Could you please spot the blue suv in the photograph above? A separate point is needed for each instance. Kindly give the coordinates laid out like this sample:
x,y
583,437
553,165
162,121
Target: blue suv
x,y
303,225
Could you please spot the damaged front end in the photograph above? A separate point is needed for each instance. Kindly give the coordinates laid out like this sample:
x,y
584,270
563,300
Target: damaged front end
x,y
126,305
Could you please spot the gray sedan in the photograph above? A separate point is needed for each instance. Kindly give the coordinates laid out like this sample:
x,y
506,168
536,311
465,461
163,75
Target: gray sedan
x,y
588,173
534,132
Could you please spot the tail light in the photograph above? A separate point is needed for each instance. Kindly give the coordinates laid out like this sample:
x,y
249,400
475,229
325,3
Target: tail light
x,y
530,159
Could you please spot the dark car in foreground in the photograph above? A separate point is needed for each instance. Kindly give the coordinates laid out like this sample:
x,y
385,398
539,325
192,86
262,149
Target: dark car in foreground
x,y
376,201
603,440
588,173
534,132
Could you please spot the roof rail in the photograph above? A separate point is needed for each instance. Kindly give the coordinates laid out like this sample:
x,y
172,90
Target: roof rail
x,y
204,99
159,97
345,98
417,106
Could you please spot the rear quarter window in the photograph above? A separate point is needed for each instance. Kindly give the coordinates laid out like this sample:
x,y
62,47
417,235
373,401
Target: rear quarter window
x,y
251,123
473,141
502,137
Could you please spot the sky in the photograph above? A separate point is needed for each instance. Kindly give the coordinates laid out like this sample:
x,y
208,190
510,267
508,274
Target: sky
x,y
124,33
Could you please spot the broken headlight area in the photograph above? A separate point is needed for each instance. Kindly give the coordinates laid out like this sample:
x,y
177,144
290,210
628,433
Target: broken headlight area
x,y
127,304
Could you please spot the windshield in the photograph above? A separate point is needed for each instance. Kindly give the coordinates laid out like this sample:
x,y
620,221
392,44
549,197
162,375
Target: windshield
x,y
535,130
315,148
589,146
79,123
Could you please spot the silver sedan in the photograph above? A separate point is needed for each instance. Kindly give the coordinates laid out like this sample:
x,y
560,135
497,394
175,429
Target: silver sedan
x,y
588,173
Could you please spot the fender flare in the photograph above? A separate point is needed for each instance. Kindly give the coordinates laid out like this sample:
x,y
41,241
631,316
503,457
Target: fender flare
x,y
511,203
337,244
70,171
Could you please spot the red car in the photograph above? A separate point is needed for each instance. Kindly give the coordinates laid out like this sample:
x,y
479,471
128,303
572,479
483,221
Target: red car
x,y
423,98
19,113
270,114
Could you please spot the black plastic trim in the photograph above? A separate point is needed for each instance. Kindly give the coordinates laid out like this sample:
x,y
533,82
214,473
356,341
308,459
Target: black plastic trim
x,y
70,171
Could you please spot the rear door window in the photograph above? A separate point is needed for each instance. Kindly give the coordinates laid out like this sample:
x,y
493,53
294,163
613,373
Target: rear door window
######
Format the material above as a JSON list of strings, with one string for each line and no blank lines.

Task solution:
[
  "Could you please spot the blue suv in the photograph above? A separate point is needed for each instance. Kindly give the coordinates laid out like this sample:",
  "x,y",
  "583,437",
  "553,165",
  "162,121",
  "Target: blue suv",
  "x,y",
  "303,225",
  "Could you please spot the damaged front end in the photograph above? A separate point is needed for each instance. Kindly give the coordinates laid out like this sample:",
  "x,y",
  "584,270",
  "563,300",
  "Target: damaged front end",
  "x,y",
  "126,305",
  "Could you please spot the gray sedan in the photograph above? A separate point is needed for each instance. Kindly give the coordinates laid out like this sample:",
  "x,y",
  "506,168",
  "536,311",
  "465,461",
  "163,75",
  "Target: gray sedan",
  "x,y",
  "588,173",
  "534,132",
  "Could you please spot the tail light in the photograph above? A separate point is needed for each instance. Kindly give the coordinates laid out like this sample:",
  "x,y",
  "249,400",
  "475,229",
  "325,3",
  "Target: tail light",
  "x,y",
  "530,159",
  "Could you please spot the dark car in foreground in the photograph above? A separate point is needed for each instance. Kindly give the coordinates laid out like this sample:",
  "x,y",
  "385,398",
  "539,325",
  "192,86",
  "262,149",
  "Target: dark car in foreground",
  "x,y",
  "376,201",
  "603,440",
  "588,173",
  "534,132",
  "Could you please spot the roof rail in the photograph above? A separate point is needed for each instance. Kindly give the coordinates laid out like this sample:",
  "x,y",
  "172,90",
  "Target: roof rail",
  "x,y",
  "204,99",
  "159,97",
  "345,98",
  "417,106",
  "Could you please spot the rear quarter window in the photograph above? A separate point is needed for each instance. Kindly give the coordinates laid out like this sample:",
  "x,y",
  "62,47",
  "417,235",
  "373,401",
  "Target: rear quarter window",
  "x,y",
  "251,123",
  "473,141",
  "502,137",
  "Could you please spot the sky in the photograph above? A separate point is needed for each instance. Kindly give the coordinates laid out like this sample:",
  "x,y",
  "208,190",
  "510,267",
  "508,274",
  "Target: sky",
  "x,y",
  "124,33",
  "Could you please spot the broken headlight area in the photograph above? A separate point is needed for each instance. Kindly give the coordinates laid out like this sample:",
  "x,y",
  "177,144",
  "290,210",
  "628,433",
  "Target: broken headlight area",
  "x,y",
  "127,304",
  "Could you please spot the windshield in the photograph above? A separate point is needed for each instance. Kindly give the coordinates laid out like this sample:",
  "x,y",
  "620,221",
  "392,44",
  "549,197",
  "162,375",
  "Target: windshield",
  "x,y",
  "535,130",
  "315,148",
  "589,146",
  "79,123",
  "Could you please spot the silver sedan in the photograph above? A separate point is needed for each instance. Kindly give the coordinates laid out like this sample:",
  "x,y",
  "560,135",
  "497,394",
  "175,429",
  "Target: silver sedan",
  "x,y",
  "588,173",
  "Could you please spot the fender flare in the photograph above? A separate point is needed for each instance. Kindly give the coordinates laid out like this sample:",
  "x,y",
  "41,241",
  "631,316",
  "503,457",
  "Target: fender flare",
  "x,y",
  "511,203",
  "337,244",
  "70,171",
  "Could you please spot the red car in the photograph above? A separate point is needed for each instance. Kindly give the coordinates laid out like this sample:",
  "x,y",
  "479,471",
  "128,303",
  "572,479",
  "483,221",
  "Target: red car",
  "x,y",
  "423,98",
  "19,113",
  "270,114",
  "Could you please spot the black plastic trim in the photograph above? A separate point is needed for each instance. Kindly give the coordinates laid out like this sample:",
  "x,y",
  "533,82",
  "214,473",
  "356,341",
  "308,459",
  "Target: black plastic trim",
  "x,y",
  "70,171",
  "Could you please spot the rear door window in the photograph above? A separate point is needed for each instance. Kindly give the coordinates laid out like this sample:",
  "x,y",
  "493,53",
  "294,163",
  "613,373",
  "Target: rear door window"
]